= Records from a point-labeling set =
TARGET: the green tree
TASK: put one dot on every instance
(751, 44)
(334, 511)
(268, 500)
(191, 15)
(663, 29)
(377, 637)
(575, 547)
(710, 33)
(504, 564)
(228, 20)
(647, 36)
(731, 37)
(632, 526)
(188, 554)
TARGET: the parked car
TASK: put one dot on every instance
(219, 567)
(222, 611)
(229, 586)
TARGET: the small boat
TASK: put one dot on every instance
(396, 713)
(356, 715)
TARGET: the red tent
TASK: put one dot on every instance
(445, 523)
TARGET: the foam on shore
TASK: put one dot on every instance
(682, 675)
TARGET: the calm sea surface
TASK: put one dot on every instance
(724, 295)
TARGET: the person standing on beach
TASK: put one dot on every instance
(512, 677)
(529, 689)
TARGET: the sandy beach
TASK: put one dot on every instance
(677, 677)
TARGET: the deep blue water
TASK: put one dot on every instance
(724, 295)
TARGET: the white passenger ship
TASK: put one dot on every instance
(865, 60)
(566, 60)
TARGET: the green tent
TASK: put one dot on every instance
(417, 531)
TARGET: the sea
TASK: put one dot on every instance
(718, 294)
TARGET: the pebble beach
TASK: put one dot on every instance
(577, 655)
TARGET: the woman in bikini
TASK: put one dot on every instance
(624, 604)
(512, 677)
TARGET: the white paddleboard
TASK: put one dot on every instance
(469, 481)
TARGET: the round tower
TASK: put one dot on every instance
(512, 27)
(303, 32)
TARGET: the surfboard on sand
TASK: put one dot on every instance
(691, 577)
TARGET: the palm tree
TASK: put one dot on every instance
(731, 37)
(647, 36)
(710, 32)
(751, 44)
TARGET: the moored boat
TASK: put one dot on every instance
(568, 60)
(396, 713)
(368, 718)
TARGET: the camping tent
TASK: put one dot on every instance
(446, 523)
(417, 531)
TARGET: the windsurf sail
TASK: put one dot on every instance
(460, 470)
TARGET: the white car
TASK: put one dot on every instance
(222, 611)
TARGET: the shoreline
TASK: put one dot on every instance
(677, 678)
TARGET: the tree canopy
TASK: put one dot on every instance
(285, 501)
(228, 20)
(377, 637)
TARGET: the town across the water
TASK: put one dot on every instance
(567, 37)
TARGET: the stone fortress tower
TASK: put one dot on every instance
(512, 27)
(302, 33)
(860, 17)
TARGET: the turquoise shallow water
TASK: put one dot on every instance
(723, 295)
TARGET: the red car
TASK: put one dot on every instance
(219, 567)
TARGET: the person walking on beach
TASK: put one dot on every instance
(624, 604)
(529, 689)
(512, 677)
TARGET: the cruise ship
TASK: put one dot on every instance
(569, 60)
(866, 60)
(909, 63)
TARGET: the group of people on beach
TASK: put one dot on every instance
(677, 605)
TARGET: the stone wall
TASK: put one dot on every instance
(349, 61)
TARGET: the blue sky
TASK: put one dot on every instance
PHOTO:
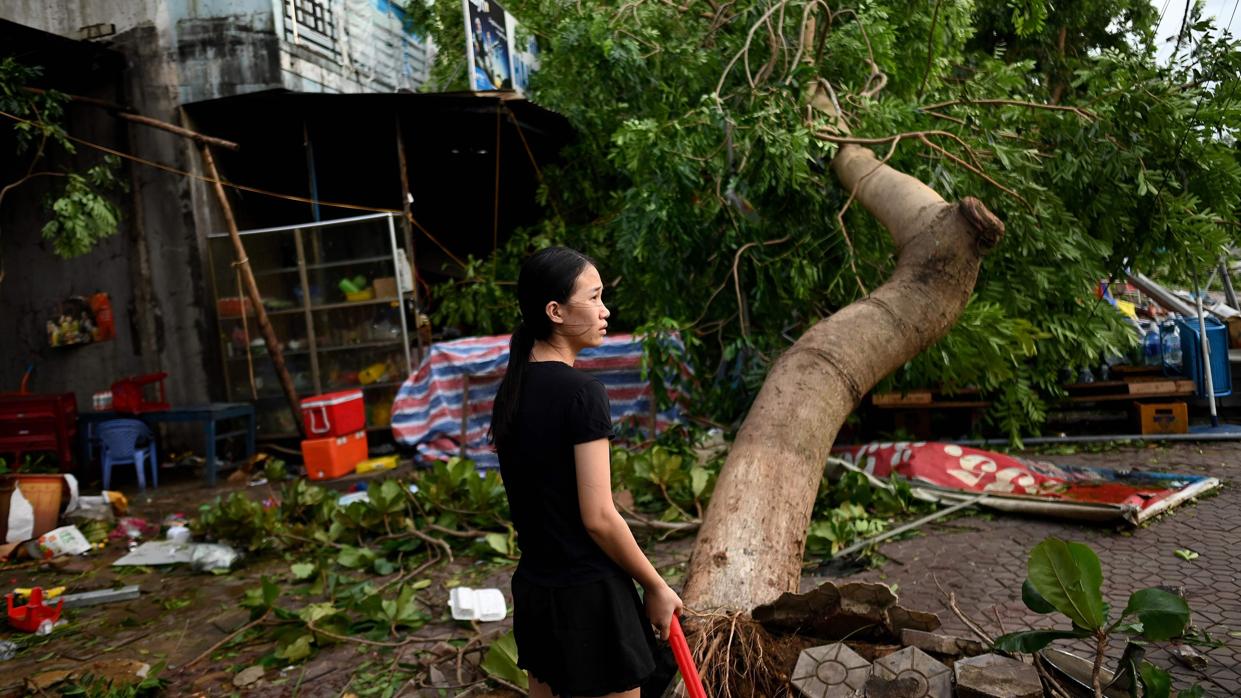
(1174, 10)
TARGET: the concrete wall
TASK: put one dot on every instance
(178, 51)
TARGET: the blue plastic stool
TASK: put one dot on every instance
(119, 440)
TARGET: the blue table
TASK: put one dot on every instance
(210, 415)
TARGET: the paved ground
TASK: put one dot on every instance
(984, 562)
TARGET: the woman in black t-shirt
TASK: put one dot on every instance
(577, 616)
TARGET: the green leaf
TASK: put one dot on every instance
(295, 650)
(271, 593)
(499, 543)
(354, 558)
(1163, 615)
(1034, 600)
(302, 570)
(501, 661)
(699, 477)
(1155, 681)
(1070, 578)
(1035, 640)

= Given task =
Copy every line above word for word, leaving out the pictures.

= Solution to the problem =
TARGET: the green tree
TASK: put one dot on every instance
(751, 44)
(334, 511)
(268, 500)
(191, 15)
(663, 29)
(377, 637)
(575, 547)
(710, 33)
(504, 564)
(228, 20)
(647, 36)
(731, 37)
(632, 526)
(188, 554)
TARGET: the parked car
TASK: put one dot on every instance
(219, 567)
(222, 611)
(229, 586)
TARGET: the small boat
TASK: put one dot on every instance
(396, 713)
(356, 715)
TARGET: the red tent
TASK: put one dot on every instance
(445, 523)
TARGET: the foam on shore
TASK: put one dot on every instance
(682, 675)
TARGET: the calm sea surface
TASK: put one dot on every instance
(724, 295)
TARGET: the person standing on beach
TASK: put one dot on every instance
(512, 677)
(529, 689)
TARGET: the sandy beach
TASK: put one dot on every instance
(677, 677)
TARGET: the deep blue water
TASK: put one dot on every instance
(724, 295)
TARGET: the white passenger ship
TASK: put one dot on every instance
(865, 60)
(566, 60)
TARGET: the green tent
TASK: put one dot on every instance
(417, 531)
TARGET: the sea
TASK: put one dot on every instance
(718, 294)
TARGET: the pebble beach
TASK: put one dot on every instance
(577, 655)
TARGET: the woman in bikini
TASK: put one dot on every instance
(624, 604)
(512, 677)
TARGET: the white paddleboard
TASK: put one dot on every instance
(469, 481)
TARGET: the round tower
TASK: put one dot on every instance
(512, 27)
(303, 32)
TARGET: the surfboard on sand
TASK: put one dot on every instance
(691, 577)
TARGET: the palm tree
TASK: put one dot on every instance
(731, 37)
(647, 36)
(710, 32)
(751, 44)
TARGET: the moored boat
TASK: put one dot on every instance
(568, 60)
(396, 713)
(368, 718)
TARGET: the camping tent
TASK: put one dot on every instance
(446, 523)
(417, 531)
TARGET: the windsurf sail
TASK: put one dot on every instance
(460, 470)
TARGET: the white car
TASK: put one dot on every instance
(222, 611)
TARGET: the shoreline
TASK: put one dot on every instance
(677, 678)
TARGET: the tree canopy
TASK: put one dot on every instance
(285, 501)
(228, 20)
(377, 637)
TARGET: the town across the water
TASK: put one dot on every instance
(567, 37)
TARGET: the stone fortress tower
TASK: put one dot on every instance
(512, 27)
(302, 33)
(860, 17)
TARGET: the turquoise shallow water
TASK: put one dot on every instance
(723, 295)
TARGET: the red car
TASK: put one dot on every instance
(219, 567)
TARGET: the person walking on beach
TASK: put one dot on every instance
(624, 604)
(529, 689)
(512, 677)
TARGET: the cruise ship
TASK: put one dot on every instance
(569, 60)
(866, 60)
(909, 63)
TARGET: the group of people on beach
TASK: put one dot on every instance
(677, 605)
TARGET: the stone wall
TASK: put one dot on every instance
(349, 61)
TARGET: the blue sky
TASK: put one dot on every instance
PHOTO:
(1174, 10)
TARGET: the concrete wall
TASK: put one dot on every instance
(178, 51)
TARGET: the blue plastic stool
TASK: put one dot on every instance
(119, 440)
TARGET: the blue table
TASK: put one dot on every instance
(210, 415)
TARGET: the paved ground
TASK: put one dot on every instance
(984, 562)
TARGET: the woman in black t-shirt
TASK: put one dot on every instance
(577, 616)
TARGET: the green leaf
TASK: put one dot on every instance
(295, 650)
(271, 593)
(499, 543)
(354, 558)
(1163, 615)
(1034, 600)
(302, 570)
(501, 661)
(699, 477)
(1155, 681)
(1070, 578)
(1035, 640)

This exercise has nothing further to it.